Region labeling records
* start *
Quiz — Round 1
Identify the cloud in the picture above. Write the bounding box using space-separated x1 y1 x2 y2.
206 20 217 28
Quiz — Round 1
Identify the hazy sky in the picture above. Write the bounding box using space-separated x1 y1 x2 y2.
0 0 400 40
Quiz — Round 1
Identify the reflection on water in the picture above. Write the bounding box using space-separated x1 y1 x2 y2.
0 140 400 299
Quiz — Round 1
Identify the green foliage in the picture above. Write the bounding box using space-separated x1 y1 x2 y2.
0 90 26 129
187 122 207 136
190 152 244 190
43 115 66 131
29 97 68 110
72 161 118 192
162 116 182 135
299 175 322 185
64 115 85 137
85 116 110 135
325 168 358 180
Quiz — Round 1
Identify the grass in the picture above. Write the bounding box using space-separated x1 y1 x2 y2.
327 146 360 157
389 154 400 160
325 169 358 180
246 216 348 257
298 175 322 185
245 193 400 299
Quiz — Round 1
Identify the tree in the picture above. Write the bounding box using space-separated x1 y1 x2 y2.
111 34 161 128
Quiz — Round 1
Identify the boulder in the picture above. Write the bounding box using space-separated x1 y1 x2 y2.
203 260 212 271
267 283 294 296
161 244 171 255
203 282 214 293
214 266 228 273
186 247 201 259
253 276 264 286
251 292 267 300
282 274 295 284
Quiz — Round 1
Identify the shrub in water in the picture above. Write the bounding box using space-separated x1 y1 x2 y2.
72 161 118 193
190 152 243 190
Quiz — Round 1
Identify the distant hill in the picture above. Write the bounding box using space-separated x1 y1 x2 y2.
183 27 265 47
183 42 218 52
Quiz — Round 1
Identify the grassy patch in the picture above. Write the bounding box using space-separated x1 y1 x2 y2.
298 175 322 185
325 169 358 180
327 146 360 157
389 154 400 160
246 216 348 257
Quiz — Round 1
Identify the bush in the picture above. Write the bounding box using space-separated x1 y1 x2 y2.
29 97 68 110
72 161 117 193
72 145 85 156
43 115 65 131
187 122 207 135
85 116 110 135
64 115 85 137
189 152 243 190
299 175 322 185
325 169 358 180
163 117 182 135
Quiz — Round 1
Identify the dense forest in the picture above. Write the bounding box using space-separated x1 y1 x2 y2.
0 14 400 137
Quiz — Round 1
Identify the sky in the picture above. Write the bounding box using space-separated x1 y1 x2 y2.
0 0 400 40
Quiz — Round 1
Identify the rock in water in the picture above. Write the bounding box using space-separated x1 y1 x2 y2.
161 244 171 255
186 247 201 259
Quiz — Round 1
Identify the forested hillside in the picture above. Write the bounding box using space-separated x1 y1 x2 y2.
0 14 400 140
* end *
What you have to do:
Collect each line of the items above that contains the string "water", treating uppercase and lowercase letters as distinct.

Problem solution:
Identify the reflection on water in the picture above. Write the bounding box using space-separated x1 y1 x2 y2.
Identify the shrub in water in the picture above. Write the bounding box using space-separated x1 y1 x2 y2.
Identify the rock in water in the picture above. Write the bounding box using space-separated x1 y1 x2 y2.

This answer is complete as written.